A block of data
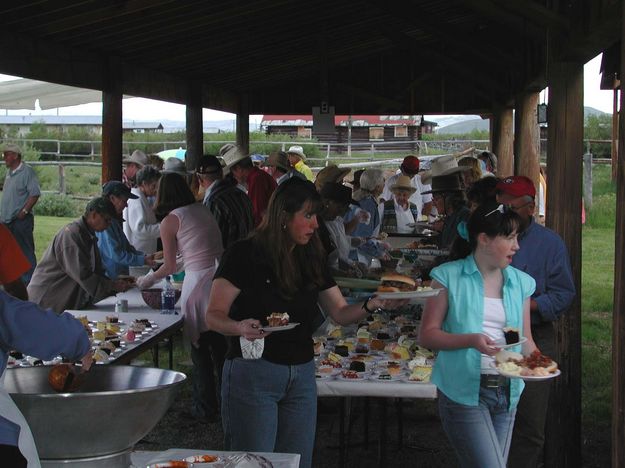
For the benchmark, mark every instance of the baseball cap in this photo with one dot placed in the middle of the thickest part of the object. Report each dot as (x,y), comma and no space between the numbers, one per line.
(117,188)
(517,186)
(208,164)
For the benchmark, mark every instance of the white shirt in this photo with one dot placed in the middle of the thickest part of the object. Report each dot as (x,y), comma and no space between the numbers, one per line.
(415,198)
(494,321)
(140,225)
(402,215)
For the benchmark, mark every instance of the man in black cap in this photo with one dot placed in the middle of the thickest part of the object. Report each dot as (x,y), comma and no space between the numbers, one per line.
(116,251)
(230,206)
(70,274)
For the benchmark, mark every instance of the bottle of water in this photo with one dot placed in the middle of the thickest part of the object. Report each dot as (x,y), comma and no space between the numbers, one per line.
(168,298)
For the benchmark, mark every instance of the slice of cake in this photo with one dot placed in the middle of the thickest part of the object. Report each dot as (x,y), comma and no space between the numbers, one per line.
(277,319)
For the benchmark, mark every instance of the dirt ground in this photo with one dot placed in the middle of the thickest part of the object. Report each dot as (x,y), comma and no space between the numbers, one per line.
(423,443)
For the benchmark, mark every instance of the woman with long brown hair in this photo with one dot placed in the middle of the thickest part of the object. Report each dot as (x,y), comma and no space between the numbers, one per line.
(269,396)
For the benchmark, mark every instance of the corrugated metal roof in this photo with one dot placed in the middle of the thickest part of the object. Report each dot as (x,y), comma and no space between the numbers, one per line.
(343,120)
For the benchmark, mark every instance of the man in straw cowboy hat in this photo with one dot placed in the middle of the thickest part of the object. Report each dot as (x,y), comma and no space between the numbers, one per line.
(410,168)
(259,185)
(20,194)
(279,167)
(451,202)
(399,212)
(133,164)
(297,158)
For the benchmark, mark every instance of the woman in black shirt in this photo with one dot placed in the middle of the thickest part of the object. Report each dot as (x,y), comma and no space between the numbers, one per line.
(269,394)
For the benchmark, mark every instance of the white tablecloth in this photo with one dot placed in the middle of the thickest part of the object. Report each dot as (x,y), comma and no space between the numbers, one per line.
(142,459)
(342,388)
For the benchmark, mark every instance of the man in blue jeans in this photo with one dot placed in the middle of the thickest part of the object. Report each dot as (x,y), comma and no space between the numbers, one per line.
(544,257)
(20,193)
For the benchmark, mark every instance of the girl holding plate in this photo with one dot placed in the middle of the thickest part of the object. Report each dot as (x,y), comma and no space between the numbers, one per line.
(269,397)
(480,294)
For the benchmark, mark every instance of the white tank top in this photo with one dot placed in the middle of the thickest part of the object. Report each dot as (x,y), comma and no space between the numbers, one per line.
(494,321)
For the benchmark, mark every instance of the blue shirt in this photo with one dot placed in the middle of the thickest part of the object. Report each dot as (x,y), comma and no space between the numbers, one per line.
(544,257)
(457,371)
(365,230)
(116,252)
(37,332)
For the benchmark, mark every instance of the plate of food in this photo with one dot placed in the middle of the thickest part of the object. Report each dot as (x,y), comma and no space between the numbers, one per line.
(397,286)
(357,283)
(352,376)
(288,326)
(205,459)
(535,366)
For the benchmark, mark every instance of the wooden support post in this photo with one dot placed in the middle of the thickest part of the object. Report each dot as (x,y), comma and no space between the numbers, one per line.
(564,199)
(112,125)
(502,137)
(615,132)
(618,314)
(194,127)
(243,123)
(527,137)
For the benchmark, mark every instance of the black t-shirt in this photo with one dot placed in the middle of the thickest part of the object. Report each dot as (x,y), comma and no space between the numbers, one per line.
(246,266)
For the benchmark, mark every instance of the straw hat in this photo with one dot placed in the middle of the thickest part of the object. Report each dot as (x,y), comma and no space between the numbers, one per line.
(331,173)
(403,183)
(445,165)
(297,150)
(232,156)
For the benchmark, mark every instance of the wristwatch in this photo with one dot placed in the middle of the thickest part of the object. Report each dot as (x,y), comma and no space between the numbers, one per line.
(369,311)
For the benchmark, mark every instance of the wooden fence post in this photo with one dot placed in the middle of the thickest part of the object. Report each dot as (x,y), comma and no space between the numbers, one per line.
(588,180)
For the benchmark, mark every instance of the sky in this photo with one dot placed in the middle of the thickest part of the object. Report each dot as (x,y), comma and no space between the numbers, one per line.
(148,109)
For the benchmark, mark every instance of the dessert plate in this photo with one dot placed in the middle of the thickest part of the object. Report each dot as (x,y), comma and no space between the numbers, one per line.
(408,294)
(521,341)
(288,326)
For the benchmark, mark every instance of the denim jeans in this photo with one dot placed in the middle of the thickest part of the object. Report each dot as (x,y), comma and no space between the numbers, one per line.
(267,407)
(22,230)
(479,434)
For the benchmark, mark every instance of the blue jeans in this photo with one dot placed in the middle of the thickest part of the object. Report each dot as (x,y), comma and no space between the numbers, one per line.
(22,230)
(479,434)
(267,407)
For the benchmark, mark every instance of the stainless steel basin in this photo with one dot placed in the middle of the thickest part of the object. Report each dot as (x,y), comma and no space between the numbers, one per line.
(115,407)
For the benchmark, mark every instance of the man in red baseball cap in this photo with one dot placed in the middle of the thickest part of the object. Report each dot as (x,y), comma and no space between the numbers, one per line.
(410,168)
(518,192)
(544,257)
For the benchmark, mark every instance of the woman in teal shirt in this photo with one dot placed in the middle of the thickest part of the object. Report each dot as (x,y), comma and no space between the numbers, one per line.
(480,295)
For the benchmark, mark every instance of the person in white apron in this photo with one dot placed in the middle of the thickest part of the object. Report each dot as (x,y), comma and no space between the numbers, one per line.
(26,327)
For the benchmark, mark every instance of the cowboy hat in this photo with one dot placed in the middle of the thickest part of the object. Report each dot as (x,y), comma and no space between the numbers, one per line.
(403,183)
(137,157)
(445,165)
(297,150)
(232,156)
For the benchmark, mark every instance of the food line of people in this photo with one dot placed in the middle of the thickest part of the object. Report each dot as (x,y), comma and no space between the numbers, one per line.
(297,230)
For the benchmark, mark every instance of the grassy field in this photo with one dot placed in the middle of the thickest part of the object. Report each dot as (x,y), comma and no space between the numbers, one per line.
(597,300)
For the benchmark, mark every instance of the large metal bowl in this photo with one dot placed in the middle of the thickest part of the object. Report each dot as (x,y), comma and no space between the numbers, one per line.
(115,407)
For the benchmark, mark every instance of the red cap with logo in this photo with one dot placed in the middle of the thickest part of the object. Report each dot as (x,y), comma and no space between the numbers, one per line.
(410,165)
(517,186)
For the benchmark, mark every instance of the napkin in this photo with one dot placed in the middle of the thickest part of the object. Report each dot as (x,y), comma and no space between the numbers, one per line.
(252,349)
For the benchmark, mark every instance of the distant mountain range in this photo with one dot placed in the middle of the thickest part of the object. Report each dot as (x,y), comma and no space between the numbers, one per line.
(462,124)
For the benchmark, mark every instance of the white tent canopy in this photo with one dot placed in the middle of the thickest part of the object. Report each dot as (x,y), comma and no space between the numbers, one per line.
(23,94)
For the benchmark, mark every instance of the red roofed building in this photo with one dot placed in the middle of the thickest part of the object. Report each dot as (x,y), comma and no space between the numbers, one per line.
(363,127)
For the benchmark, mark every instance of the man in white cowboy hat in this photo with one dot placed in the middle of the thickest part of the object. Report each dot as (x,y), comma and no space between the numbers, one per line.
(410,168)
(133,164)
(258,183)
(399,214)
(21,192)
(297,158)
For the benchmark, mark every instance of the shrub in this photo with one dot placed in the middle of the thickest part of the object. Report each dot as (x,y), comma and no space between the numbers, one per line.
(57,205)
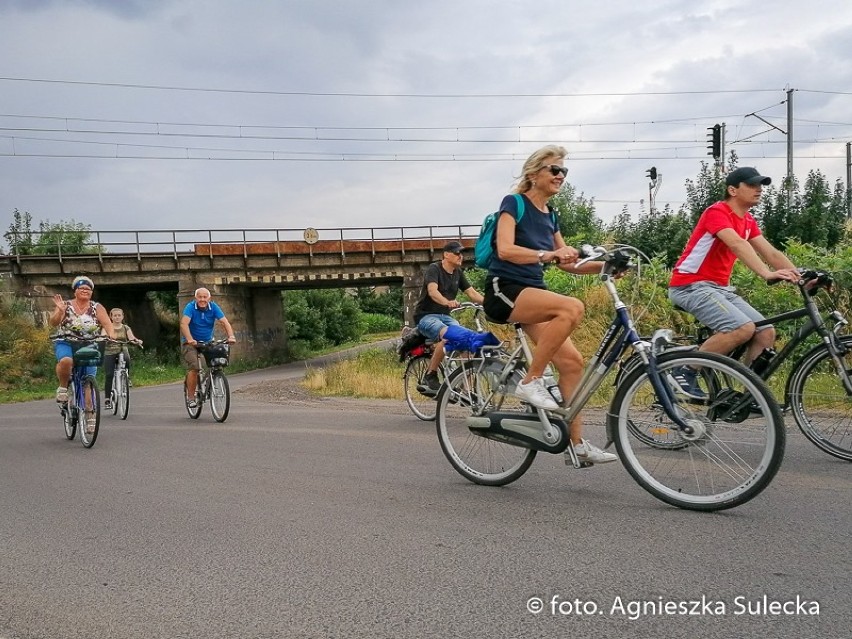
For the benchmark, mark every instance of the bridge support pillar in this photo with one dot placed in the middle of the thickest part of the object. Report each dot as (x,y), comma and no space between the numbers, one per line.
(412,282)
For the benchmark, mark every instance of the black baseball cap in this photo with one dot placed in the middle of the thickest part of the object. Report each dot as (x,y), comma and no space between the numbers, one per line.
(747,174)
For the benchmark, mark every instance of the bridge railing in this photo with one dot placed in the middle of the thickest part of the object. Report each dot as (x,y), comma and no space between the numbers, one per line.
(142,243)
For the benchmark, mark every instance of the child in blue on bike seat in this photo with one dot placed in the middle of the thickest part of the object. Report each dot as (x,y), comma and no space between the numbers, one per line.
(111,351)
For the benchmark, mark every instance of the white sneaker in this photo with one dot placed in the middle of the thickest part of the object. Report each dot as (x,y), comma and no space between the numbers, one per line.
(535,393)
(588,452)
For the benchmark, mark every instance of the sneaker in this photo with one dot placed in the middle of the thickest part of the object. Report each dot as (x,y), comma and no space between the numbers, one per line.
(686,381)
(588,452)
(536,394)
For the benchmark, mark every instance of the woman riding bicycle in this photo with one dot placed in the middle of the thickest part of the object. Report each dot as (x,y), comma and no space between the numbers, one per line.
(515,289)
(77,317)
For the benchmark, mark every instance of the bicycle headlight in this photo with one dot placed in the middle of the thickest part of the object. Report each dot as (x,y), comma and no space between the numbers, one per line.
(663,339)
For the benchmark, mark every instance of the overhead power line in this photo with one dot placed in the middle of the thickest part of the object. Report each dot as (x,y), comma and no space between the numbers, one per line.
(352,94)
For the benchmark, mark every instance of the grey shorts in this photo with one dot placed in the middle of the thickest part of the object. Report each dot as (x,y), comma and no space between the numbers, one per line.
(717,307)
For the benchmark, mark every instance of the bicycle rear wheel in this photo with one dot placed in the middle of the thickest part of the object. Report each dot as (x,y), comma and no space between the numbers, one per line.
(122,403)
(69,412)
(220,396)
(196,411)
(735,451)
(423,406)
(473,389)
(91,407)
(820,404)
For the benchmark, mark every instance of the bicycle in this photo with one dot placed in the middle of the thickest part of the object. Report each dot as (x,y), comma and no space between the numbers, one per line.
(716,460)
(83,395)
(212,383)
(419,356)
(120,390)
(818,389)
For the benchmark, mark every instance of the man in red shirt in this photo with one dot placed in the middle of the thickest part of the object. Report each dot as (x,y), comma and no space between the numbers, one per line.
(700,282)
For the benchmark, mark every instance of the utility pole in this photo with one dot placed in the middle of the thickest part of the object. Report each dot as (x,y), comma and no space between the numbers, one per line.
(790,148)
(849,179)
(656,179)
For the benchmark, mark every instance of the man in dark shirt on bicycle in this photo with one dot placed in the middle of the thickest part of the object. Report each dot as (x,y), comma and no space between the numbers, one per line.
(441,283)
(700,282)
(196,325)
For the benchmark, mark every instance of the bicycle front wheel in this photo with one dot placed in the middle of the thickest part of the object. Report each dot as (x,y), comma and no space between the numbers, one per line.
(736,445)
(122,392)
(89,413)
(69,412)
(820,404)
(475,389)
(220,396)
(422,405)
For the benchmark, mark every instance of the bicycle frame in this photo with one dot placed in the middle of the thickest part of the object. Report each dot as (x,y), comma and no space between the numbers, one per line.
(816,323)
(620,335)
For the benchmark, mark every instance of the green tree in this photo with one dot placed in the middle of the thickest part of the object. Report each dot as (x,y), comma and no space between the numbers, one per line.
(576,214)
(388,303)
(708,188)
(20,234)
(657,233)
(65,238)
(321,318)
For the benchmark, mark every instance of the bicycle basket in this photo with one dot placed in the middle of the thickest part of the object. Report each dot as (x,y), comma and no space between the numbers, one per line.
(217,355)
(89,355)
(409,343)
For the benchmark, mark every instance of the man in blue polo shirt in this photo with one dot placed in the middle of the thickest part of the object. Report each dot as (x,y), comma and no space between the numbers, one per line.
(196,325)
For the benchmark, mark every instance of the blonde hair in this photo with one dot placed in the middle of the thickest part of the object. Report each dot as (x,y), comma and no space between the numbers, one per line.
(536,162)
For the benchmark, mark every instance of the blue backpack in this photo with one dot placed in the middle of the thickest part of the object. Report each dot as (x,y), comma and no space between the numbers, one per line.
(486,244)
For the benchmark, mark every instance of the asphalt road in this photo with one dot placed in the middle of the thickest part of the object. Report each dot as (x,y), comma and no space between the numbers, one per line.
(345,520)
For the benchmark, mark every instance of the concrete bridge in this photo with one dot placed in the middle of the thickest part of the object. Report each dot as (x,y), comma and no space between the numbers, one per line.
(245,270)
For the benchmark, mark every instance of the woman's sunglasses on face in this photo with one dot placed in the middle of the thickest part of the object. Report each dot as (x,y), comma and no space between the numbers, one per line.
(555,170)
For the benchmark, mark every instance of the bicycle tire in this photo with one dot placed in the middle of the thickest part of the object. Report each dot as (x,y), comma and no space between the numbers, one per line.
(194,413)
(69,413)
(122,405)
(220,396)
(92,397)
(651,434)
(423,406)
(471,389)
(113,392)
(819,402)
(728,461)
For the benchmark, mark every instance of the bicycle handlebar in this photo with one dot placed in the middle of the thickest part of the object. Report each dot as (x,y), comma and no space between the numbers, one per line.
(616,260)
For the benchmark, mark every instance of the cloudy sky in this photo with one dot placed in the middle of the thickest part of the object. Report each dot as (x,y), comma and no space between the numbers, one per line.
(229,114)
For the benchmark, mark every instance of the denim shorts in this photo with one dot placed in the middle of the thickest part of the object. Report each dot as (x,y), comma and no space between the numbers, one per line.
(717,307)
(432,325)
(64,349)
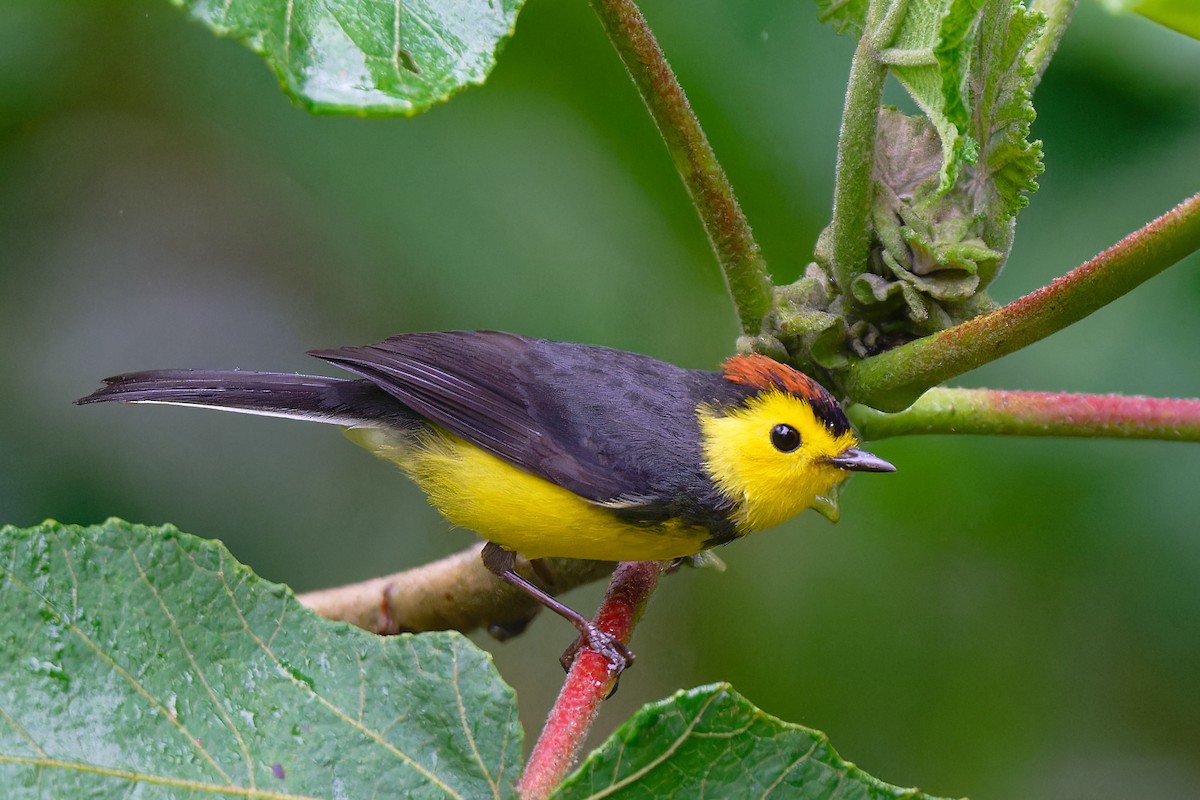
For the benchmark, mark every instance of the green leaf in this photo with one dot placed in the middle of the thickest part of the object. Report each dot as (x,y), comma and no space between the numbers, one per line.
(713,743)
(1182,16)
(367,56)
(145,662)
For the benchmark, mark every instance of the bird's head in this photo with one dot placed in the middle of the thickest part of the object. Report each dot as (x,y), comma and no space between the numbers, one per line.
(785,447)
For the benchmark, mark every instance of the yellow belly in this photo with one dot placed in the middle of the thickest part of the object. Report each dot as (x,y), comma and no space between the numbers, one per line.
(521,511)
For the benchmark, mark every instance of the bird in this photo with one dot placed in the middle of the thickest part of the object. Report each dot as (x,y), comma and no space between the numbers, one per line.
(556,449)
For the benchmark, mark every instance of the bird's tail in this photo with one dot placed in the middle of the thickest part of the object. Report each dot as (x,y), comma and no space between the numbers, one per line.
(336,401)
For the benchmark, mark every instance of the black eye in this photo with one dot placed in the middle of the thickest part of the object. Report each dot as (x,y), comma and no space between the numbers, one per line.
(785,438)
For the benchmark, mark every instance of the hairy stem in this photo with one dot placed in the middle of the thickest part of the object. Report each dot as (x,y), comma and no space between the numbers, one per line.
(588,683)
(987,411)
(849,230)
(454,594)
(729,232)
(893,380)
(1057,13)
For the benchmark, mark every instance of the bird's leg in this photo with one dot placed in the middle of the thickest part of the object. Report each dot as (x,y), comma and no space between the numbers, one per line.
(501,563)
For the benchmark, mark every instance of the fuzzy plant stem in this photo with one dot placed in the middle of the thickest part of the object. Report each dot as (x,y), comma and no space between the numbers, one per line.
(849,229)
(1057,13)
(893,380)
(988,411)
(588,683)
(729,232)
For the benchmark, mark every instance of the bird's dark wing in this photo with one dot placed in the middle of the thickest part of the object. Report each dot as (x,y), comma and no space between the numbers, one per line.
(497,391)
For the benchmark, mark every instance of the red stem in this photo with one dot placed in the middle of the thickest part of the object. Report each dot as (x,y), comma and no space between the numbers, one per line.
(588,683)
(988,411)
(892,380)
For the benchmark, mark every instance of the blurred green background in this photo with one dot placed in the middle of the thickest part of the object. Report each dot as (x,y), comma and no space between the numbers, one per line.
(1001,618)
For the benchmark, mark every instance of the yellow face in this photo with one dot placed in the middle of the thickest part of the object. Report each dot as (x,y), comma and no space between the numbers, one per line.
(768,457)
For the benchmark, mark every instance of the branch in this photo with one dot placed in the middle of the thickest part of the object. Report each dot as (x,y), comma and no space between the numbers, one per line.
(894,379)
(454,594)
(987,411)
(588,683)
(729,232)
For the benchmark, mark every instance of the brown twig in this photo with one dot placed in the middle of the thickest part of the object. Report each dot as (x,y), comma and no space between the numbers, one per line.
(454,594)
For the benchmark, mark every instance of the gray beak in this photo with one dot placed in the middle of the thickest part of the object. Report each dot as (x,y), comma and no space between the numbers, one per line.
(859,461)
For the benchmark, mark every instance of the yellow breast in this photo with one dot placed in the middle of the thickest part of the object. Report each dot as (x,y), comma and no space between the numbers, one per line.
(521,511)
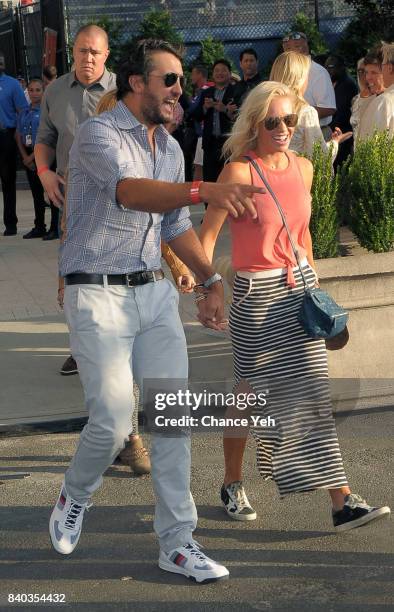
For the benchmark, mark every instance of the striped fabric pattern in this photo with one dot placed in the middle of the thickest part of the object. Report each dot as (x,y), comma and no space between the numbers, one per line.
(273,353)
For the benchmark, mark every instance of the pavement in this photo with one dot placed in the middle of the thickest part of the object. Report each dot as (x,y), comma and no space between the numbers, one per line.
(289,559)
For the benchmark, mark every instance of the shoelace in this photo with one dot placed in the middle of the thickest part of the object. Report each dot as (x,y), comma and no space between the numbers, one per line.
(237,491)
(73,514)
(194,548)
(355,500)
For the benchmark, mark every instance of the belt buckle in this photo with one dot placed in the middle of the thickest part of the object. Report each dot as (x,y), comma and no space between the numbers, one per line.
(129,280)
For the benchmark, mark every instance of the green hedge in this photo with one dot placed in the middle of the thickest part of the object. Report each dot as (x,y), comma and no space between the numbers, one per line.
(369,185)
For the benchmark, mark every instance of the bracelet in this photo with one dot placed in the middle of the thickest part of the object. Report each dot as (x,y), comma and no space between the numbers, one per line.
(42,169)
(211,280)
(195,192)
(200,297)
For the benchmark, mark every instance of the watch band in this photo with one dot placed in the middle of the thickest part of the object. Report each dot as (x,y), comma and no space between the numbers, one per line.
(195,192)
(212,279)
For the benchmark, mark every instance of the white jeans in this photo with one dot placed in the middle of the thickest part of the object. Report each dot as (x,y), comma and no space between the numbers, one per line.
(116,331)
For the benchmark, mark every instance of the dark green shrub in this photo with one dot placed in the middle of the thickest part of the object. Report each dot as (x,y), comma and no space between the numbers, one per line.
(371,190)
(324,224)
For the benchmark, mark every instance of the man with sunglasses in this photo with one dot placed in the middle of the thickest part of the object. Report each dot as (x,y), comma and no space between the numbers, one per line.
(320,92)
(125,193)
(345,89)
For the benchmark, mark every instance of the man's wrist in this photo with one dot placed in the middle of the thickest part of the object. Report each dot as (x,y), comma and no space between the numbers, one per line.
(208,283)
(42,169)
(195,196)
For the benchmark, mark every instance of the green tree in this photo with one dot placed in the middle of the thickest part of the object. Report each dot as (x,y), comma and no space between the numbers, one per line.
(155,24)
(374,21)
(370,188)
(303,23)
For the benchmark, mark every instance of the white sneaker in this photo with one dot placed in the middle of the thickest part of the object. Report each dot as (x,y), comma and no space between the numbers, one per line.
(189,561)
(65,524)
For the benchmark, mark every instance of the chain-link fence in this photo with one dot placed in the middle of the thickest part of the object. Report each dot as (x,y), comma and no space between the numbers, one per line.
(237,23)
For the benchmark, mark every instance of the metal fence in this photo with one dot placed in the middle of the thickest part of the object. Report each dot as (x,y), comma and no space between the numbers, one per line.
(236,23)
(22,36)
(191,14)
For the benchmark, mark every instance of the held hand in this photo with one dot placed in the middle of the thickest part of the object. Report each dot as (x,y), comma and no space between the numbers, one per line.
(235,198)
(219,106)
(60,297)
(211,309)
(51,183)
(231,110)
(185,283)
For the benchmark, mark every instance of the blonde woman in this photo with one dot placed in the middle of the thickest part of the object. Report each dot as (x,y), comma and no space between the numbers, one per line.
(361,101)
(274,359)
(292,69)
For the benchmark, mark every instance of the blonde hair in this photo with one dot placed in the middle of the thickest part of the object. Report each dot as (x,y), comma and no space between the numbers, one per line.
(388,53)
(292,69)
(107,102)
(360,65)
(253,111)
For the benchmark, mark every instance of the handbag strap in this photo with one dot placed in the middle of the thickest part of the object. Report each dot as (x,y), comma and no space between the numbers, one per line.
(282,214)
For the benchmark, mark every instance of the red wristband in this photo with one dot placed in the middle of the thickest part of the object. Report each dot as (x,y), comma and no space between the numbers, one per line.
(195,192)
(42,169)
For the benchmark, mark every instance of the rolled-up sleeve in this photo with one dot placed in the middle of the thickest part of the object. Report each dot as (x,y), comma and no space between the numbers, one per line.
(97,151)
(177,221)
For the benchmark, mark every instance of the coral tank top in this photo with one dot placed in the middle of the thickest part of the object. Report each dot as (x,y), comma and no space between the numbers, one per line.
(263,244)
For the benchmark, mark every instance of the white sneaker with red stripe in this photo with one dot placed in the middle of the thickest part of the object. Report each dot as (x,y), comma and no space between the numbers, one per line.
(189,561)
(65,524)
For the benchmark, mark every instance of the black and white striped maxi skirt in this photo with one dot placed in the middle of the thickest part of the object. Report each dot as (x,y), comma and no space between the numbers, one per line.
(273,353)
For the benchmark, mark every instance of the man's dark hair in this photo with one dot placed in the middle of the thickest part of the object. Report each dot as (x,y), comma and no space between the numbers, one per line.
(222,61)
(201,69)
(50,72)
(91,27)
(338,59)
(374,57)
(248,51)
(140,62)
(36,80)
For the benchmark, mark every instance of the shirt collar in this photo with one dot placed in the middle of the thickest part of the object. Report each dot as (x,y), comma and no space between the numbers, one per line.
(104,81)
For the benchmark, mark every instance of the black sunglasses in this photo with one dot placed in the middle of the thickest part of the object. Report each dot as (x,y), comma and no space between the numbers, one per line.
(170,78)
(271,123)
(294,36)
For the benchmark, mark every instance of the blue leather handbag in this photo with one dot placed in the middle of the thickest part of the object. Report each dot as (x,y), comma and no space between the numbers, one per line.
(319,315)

SHORT TASK: Beginning with the line that contains "For the benchmark, mark every instance of the shirt", quote each line exactly through the last line of the entries above, and nothing beyond them.

EXERCISE RESPONSE:
For the benchmark, mark every instance of the shirt collar in this photo with one dot placed in the middle of the thickest part of the object. Report each dot as (x,y), comma and no space between the numbers, one per line.
(104,81)
For the benchmark, mark every instance of the black sunglasses in this photo with one dot placed in the middle of the thickest part of the object. Report each dot as (x,y), comma and no space between the numbers, one per line.
(170,78)
(271,123)
(294,36)
For the benchmark, mark every instance of the blue leather handbag in this photo with one dot placed in the middle of the thickest part of the object. Report each dot as (x,y), comma and no space between the numbers, one per line.
(319,315)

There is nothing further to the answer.